• **Supplied material**:
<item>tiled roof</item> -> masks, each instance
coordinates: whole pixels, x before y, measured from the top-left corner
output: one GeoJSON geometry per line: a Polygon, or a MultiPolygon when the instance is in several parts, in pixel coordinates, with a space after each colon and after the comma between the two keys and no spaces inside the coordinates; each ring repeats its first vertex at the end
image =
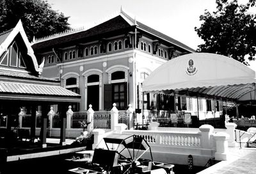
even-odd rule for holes
{"type": "MultiPolygon", "coordinates": [[[[123,31],[124,33],[124,31],[125,31],[125,29],[131,29],[131,27],[134,26],[135,24],[134,19],[131,18],[124,12],[121,12],[119,15],[86,31],[70,33],[68,35],[58,36],[56,38],[36,42],[34,44],[32,47],[35,50],[38,50],[47,47],[51,48],[52,47],[52,46],[57,45],[58,47],[58,45],[68,44],[71,43],[71,42],[83,41],[83,40],[85,40],[85,38],[87,40],[92,36],[95,37],[95,39],[97,39],[96,36],[97,36],[108,33],[115,33],[115,32],[117,31],[123,31]]],[[[136,24],[138,25],[138,28],[139,29],[144,30],[145,32],[147,32],[151,35],[156,36],[157,37],[159,37],[161,39],[169,42],[191,52],[195,52],[194,49],[190,48],[185,44],[140,22],[137,22],[136,24]]]]}
{"type": "MultiPolygon", "coordinates": [[[[60,86],[42,85],[20,83],[0,82],[0,93],[40,95],[61,97],[80,97],[60,86]]],[[[49,99],[50,100],[50,99],[49,99]]]]}
{"type": "Polygon", "coordinates": [[[7,77],[19,77],[19,78],[24,78],[24,79],[35,79],[40,80],[44,81],[52,81],[52,82],[58,82],[58,80],[52,79],[50,78],[44,77],[36,77],[35,75],[30,75],[29,74],[21,74],[21,73],[15,73],[13,72],[1,72],[0,71],[0,75],[7,76],[7,77]]]}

• **Request**:
Gather every line of the entries above that contains the string "MultiPolygon", and copy each one unchanged.

• **Solved exercise**:
output: one GeoJSON geometry per line: a Polygon, or a MultiPolygon when the instance is in several parts, in pixel coordinates, with a space after each colon and after the comma between the two keys and no spaces inside the coordinates; each ring repeats its first vertex at the end
{"type": "MultiPolygon", "coordinates": [[[[123,31],[124,33],[124,31],[125,31],[125,29],[131,29],[131,27],[134,26],[135,24],[134,19],[131,18],[124,12],[121,12],[119,15],[86,31],[70,33],[68,35],[58,36],[56,38],[36,42],[34,44],[32,47],[35,50],[38,50],[47,47],[51,48],[52,47],[52,46],[57,45],[58,47],[58,45],[68,44],[71,43],[71,42],[83,41],[83,40],[85,40],[85,38],[87,40],[92,36],[95,37],[95,39],[97,39],[96,36],[97,36],[108,33],[115,33],[115,32],[117,31],[123,31]]],[[[136,24],[138,25],[138,28],[139,29],[144,30],[145,32],[147,32],[151,35],[156,36],[157,37],[159,37],[161,39],[169,42],[191,52],[195,52],[194,49],[190,48],[185,44],[140,22],[137,22],[136,24]]]]}
{"type": "MultiPolygon", "coordinates": [[[[60,86],[42,85],[20,83],[0,82],[0,93],[40,95],[61,97],[80,97],[60,86]]],[[[49,99],[50,100],[50,99],[49,99]]]]}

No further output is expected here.